-- Begin --
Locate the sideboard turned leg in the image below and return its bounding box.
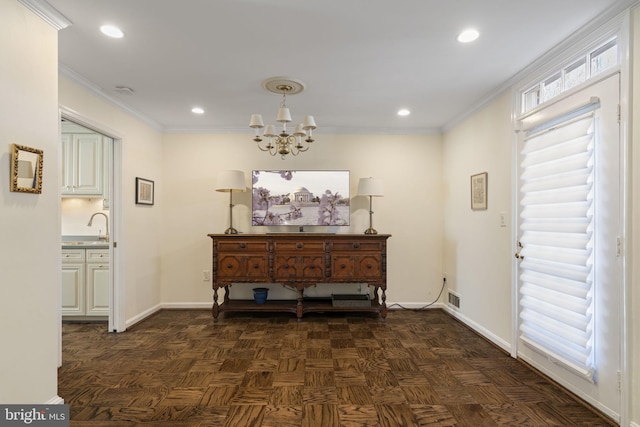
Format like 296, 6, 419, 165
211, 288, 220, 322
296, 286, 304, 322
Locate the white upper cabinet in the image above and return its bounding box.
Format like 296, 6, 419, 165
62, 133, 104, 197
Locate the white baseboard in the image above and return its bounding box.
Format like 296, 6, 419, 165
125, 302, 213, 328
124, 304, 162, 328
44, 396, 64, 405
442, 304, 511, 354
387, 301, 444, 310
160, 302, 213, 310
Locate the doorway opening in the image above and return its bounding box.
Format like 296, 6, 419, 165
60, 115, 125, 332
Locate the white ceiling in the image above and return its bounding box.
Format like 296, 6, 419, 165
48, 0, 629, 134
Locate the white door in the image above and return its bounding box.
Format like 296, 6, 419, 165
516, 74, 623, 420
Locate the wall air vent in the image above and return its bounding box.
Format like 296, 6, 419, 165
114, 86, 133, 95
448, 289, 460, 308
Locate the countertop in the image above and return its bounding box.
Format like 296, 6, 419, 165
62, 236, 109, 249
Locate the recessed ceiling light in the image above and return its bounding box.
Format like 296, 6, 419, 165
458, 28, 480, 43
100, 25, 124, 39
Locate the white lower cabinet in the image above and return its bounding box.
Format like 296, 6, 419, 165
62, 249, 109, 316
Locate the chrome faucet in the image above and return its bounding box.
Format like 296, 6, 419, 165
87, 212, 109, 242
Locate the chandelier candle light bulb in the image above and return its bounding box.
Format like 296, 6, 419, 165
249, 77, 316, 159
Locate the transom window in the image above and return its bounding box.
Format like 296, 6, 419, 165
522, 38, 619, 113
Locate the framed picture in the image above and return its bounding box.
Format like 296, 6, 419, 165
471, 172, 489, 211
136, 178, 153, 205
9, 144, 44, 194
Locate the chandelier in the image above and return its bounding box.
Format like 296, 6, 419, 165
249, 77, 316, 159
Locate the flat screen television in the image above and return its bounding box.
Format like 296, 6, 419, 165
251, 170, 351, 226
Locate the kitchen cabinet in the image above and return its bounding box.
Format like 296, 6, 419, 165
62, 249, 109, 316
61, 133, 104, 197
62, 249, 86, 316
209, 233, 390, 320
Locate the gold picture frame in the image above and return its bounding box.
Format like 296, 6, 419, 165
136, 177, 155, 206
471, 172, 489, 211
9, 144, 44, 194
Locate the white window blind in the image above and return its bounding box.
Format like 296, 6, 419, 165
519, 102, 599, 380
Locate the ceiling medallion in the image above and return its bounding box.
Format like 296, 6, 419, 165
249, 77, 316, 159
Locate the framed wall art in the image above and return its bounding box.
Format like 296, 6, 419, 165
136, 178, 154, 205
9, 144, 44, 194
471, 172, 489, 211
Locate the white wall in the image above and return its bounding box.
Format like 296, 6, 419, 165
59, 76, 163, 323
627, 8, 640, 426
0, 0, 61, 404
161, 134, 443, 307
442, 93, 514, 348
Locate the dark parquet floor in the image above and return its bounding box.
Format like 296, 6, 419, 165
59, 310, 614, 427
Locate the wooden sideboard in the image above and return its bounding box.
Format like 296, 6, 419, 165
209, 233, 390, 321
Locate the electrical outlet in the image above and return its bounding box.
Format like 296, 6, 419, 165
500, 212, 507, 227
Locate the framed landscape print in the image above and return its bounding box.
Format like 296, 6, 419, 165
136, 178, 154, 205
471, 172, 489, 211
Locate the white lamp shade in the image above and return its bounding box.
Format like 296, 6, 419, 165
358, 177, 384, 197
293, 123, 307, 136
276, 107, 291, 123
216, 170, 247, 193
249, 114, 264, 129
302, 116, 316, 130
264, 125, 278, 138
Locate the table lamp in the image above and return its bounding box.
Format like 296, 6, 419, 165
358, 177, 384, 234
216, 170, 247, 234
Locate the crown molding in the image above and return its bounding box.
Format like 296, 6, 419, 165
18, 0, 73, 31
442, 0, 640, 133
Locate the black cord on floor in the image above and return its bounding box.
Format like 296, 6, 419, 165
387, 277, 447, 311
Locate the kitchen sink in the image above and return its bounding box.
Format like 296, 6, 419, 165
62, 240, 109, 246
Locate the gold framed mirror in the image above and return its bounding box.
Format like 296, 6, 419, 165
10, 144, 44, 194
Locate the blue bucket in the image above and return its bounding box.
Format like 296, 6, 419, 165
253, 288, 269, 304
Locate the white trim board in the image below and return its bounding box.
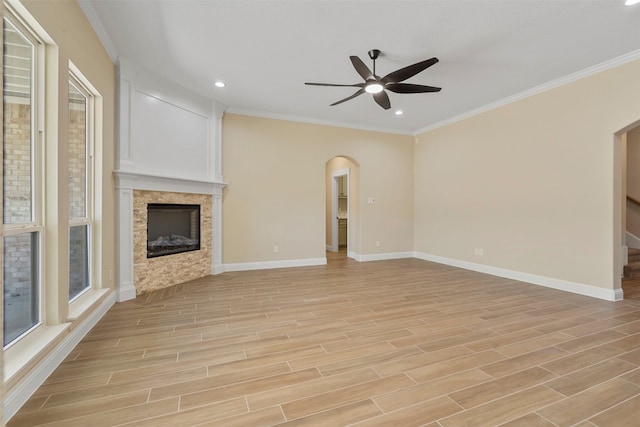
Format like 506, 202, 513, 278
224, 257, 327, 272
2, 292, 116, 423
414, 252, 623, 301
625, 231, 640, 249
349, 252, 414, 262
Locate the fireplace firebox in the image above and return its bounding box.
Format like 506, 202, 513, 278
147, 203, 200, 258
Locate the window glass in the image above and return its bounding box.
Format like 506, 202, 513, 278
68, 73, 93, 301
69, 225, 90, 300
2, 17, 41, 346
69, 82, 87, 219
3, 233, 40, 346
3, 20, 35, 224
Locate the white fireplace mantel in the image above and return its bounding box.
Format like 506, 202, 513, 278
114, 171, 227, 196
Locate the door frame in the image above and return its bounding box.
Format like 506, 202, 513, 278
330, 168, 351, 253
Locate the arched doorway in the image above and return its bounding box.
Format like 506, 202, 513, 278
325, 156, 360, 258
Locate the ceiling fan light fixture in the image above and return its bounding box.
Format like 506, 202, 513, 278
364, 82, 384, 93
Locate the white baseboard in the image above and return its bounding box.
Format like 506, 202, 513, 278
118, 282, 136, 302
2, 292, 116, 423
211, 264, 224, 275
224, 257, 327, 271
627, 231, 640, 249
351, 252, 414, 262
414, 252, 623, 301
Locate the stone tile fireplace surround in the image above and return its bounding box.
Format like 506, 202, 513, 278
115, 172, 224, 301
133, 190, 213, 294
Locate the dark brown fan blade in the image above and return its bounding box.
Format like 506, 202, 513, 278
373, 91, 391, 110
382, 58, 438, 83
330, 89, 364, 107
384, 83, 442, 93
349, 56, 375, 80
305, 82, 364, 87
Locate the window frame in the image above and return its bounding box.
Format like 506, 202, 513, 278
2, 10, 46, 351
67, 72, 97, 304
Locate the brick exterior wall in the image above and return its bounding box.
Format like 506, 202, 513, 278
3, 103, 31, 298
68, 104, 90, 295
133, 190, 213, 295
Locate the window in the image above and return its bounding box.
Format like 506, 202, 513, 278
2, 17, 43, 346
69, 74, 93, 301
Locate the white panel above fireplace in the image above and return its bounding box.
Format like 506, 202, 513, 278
-- End --
▸ Aim of the task: Put every line of the items above into a numbered list, skipping blank lines. Leave the pictures out.

▸ Reply:
1. Locate the sideboard turned leg in the image below and return its bounding box.
2. Format like 296, 6, 419, 165
3. 211, 288, 220, 322
4. 296, 286, 304, 322
5. Locate the white upper cabinet in the image above and return its bounding box.
6. Format like 296, 6, 419, 165
7. 62, 133, 104, 197
8. Locate the white baseboard in the image above and return its bounding box.
9. Format like 296, 6, 419, 165
10. 125, 302, 213, 328
11. 124, 304, 162, 328
12. 44, 396, 64, 405
13. 442, 304, 511, 354
14. 387, 301, 444, 310
15. 160, 302, 213, 310
16. Locate the doorway opening in the image above and return its bounding box.
17. Format like 296, 6, 419, 165
18. 60, 115, 125, 332
19. Locate the white ceiling in the image above and return its bounding box.
20. Format like 296, 6, 419, 165
21. 48, 0, 629, 134
22. Locate the white door in the image above and return its bounding box.
23. Format like 296, 6, 419, 165
24. 516, 74, 623, 420
25. Locate the wall air vent in the image above and return its bounding box.
26. Format like 296, 6, 419, 165
27. 114, 86, 133, 95
28. 448, 289, 460, 308
29. Locate the countertop in the image above and return its bounding box.
30. Format like 296, 6, 419, 165
31. 62, 236, 109, 249
32. Locate the recessed ceiling light in the image above and return its bounding box.
33. Format like 296, 6, 419, 165
34. 458, 28, 480, 43
35. 100, 25, 124, 39
36. Locate the white lower cabinet in the image above and return its bounding box.
37. Format like 296, 6, 419, 165
38. 62, 249, 109, 316
39. Locate the chrome faucet in the image above and return its bounding box.
40. Format like 296, 6, 419, 165
41. 87, 212, 109, 242
42. Locate the chandelier candle light bulb in the image above and return its bounding box.
43. Format like 296, 6, 419, 165
44. 249, 77, 316, 159
45. Locate the transom window in the image above and return its bounding box.
46. Format like 296, 6, 419, 165
47. 522, 38, 619, 113
48. Locate the framed picture in the image above and return its bounding box.
49. Format like 296, 6, 419, 165
50. 471, 172, 489, 211
51. 136, 178, 153, 205
52. 9, 144, 44, 194
53. Locate the chandelier in the image above and return its bounding box.
54. Format like 296, 6, 419, 165
55. 249, 77, 316, 159
56. Locate the flat screen television in the image above and return its bounding box.
57. Format like 296, 6, 419, 165
58. 251, 170, 351, 226
59. Locate the kitchen cabinet in the image above and return its bounding box.
60. Format like 296, 6, 419, 165
61. 62, 249, 109, 316
62. 61, 133, 104, 197
63. 62, 249, 86, 316
64. 209, 233, 390, 320
65. Locate the gold picture frame in the image above and return its bounding box.
66. Format like 296, 6, 419, 165
67. 136, 177, 155, 206
68. 471, 172, 489, 211
69. 9, 144, 44, 194
70. Locate the white window blind in the image above and return its bounding box.
71. Format like 296, 6, 419, 165
72. 519, 102, 599, 380
73. Locate the ceiling medallion in the image above and return its bounding box.
74. Format like 296, 6, 419, 165
75. 249, 77, 316, 159
76. Locate the framed wall art in the image above and return its bounding box.
77. Format like 296, 6, 419, 165
78. 136, 178, 154, 205
79. 9, 144, 44, 194
80. 471, 172, 489, 211
81. Locate the white wall in the image above and return its bounding box.
82. Format like 296, 6, 419, 165
83. 59, 76, 163, 323
84. 627, 8, 640, 426
85. 0, 0, 61, 404
86. 161, 134, 443, 307
87. 442, 93, 514, 348
88. Locate the dark parquet floor in the image above and return its bounding box.
89. Format like 296, 6, 419, 165
90. 59, 310, 614, 427
91. Locate the wooden sideboard in the image above and return its bounding box.
92. Format like 296, 6, 419, 165
93. 209, 233, 390, 321
94. Locate the electrical outlet in the image above and return its bounding box.
95. Format like 296, 6, 419, 165
96. 500, 212, 507, 227
97. Locate the framed landscape print in the image above and return its bounding box.
98. Format like 296, 6, 419, 165
99. 136, 178, 154, 205
100. 471, 172, 489, 211
101. Locate the white lamp shade in the image above and return its bounding box.
102. Format like 296, 6, 419, 165
103. 358, 177, 384, 197
104. 293, 123, 307, 136
105. 276, 107, 291, 123
106. 216, 170, 247, 193
107. 249, 114, 264, 129
108. 302, 116, 316, 130
109. 264, 125, 278, 138
110. Locate the table lamp in the image above and return its bounding box.
111. Format like 296, 6, 419, 165
112. 358, 177, 384, 234
113. 216, 170, 247, 234
114. Locate the crown molding in the image above and return its bounding box.
115. Format like 296, 6, 419, 165
116. 18, 0, 73, 31
117. 442, 0, 640, 133
118. Locate the black cord on floor in the image above and return its bounding box.
119. Format like 296, 6, 419, 165
120. 387, 277, 447, 311
121. Locate the kitchen sink in the image above and return its bounding box.
122. Format like 296, 6, 419, 165
123. 62, 240, 109, 246
124. Locate the gold framed mirror in the image above and return its bounding box.
125. Format like 296, 6, 419, 165
126. 10, 144, 44, 194
127. Locate the blue bucket in the image above and return its bounding box.
128. Format like 296, 6, 419, 165
129. 253, 288, 269, 304
130. Locate the white trim board in the image below and return its bounding box.
131. Format like 506, 202, 513, 278
132. 224, 257, 327, 272
133. 2, 292, 116, 423
134. 414, 252, 623, 301
135. 625, 231, 640, 249
136. 349, 252, 414, 262
137. Locate the fireplace firebox in the image above and return its bounding box.
138. Format like 506, 202, 513, 278
139. 147, 203, 200, 258
140. Locate the window glass in the image above and return its bounding box.
141. Format like 506, 202, 513, 278
142. 68, 73, 93, 301
143. 69, 225, 90, 300
144. 2, 17, 41, 346
145. 69, 82, 87, 219
146. 3, 233, 40, 346
147. 3, 20, 35, 224
148. Locate the white fireplace mantel in the image above and return its bounding box.
149. Format like 506, 202, 513, 278
150. 114, 171, 227, 196
151. Locate the door frame in the image above and return its bounding box.
152. Format like 506, 202, 513, 278
153. 330, 168, 351, 253
154. Locate the arched doorway in the image above and return its bounding box.
155. Format like 506, 202, 513, 278
156. 325, 156, 360, 258
157. Locate the ceiling fan light fixture in the image above and return its bounding box.
158. Format like 506, 202, 513, 278
159. 364, 82, 384, 93
160. Locate the white baseboard in the image above and return its bounding box.
161. Format like 506, 202, 513, 278
162. 118, 282, 136, 302
163. 2, 292, 116, 423
164. 211, 264, 224, 275
165. 224, 257, 327, 271
166. 627, 231, 640, 249
167. 351, 252, 414, 262
168. 414, 252, 623, 301
169. Locate the stone tile fireplace surround in the image above and return its bounding box.
170. Format like 506, 202, 513, 278
171. 115, 172, 224, 301
172. 133, 190, 213, 294
173. Locate the dark brown fan blade in the image above and return its bounding box.
174. Format like 506, 202, 513, 278
175. 373, 91, 391, 110
176. 382, 58, 438, 83
177. 330, 89, 364, 107
178. 384, 83, 442, 93
179. 349, 56, 375, 80
180. 305, 82, 364, 87
181. Locate the window frame in the image above and return its bounding box.
182. Format like 506, 202, 513, 278
183. 2, 10, 46, 351
184. 67, 72, 97, 304
185. Locate the brick exterior wall in the image above and return its bounding box.
186. Format like 506, 202, 513, 278
187. 3, 103, 31, 298
188. 68, 104, 90, 295
189. 133, 190, 213, 295
190. Locate the window in the image above and return its bounding box.
191. Format like 506, 202, 513, 278
192. 2, 17, 43, 346
193. 69, 74, 93, 301
194. Locate the white panel above fireplace in the image above and return its bounding box.
195. Format like 506, 202, 513, 278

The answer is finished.